(SOURCE EXTRACT)
=== Begin Enclosure ===
Sustainable access to clean, safe drinking water has been a key concern in Ireland in recent years. Many drinking water treatment plants do not have the technical capacity to fully eliminate microbial contaminants such as Cryptosporidium parvum and E. coli or emerging micropollutants of concern, such as pharmaceuticals, personal care products (PPCPs) and hazardous organic pollutants (HOPs). In order to assure water quality, and future proof the potential for reclaimed water use for potable purposes, there is a need for a variety of drinking water (DW) treatment technologies that can remove both microbial and other micropollutants in the same system, particularly for small water supply schemes.
Arising from this identified need, the key output from this project is an innovative drinking water treatment system that can be used for small scale drinking water treatment. This technology is based on combining the adsorption properties of graphene, the biocidal properties of a graphene/copper composite and a modular filtration system that is suitable for drinking water treatment in small- and middle-scale group water schemes, where the small volume of DW supplied per day makes conventional technology less effective and more expensive. This modular, integrated system was tested and validated and shown to remove key pathogens associated with drinking water, eg E. coli and Cryptosporidum as well as PPCPs. Secondary outputs and discoveries include:
- Graphene and graphene oxide were shown to be not biocidal, despite reports in the literature to the contrary, while a combination of copper and graphene as a nanostructured composite was shown to be biocidal
- Positively and negatively charged ultrafiltration membranes with improved characteristics were fabricated using graphene oxide and graphene oxide-TiO2 composites
- Acid-Activated Alginate-Graphene Oxide adsorptive beads were fabricated which exhibited strong potential for use in
removal of organic pollutants.
- Public awareness of the importance of treatment of contaminated drinking water supplies was created through a mini-symposium, international and national scientific meetings, website and publications in both peer reviewed
journals, book chapters and industry publications.
=== End Enclosure ===
(PROBLEM DESCRIPTION) Copy the water treatment project summary between "- Public awareness" and "and industry publications.", inclusive, and switch "mini-symposium" to "seminar".

(DATA RECORDS)
=== Begin Enclosure ===
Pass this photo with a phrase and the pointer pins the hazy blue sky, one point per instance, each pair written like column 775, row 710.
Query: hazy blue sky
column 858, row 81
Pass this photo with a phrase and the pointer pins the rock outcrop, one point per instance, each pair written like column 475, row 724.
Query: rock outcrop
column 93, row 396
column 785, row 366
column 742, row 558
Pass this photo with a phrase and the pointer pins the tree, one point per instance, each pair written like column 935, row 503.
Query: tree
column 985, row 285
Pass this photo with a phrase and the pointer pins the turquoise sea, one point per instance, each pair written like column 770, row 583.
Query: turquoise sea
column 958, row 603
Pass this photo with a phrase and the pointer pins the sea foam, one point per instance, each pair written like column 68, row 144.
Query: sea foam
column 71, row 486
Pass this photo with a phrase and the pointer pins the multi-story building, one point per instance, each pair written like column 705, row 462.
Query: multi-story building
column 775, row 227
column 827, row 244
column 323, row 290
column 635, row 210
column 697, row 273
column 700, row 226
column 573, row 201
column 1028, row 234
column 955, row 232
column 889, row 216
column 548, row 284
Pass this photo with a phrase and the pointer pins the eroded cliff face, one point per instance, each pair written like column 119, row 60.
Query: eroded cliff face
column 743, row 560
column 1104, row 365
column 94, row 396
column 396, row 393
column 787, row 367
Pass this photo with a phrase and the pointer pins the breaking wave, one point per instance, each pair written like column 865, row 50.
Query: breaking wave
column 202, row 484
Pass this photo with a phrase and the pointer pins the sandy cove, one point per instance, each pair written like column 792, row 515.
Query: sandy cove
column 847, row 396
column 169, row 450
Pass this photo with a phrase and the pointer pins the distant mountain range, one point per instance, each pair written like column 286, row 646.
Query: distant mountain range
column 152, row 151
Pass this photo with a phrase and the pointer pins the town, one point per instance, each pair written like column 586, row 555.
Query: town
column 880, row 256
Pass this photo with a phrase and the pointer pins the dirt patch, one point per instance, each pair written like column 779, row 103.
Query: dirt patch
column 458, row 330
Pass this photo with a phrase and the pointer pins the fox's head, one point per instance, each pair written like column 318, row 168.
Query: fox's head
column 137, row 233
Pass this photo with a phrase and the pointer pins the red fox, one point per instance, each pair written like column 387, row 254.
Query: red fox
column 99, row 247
=== End Enclosure ===
(FINAL ANSWER)
- Public awareness of the importance of treatment of contaminated drinking water supplies was created through a seminar, international and national scientific meetings, website and publications in both peer reviewed
journals, book chapters and industry publications.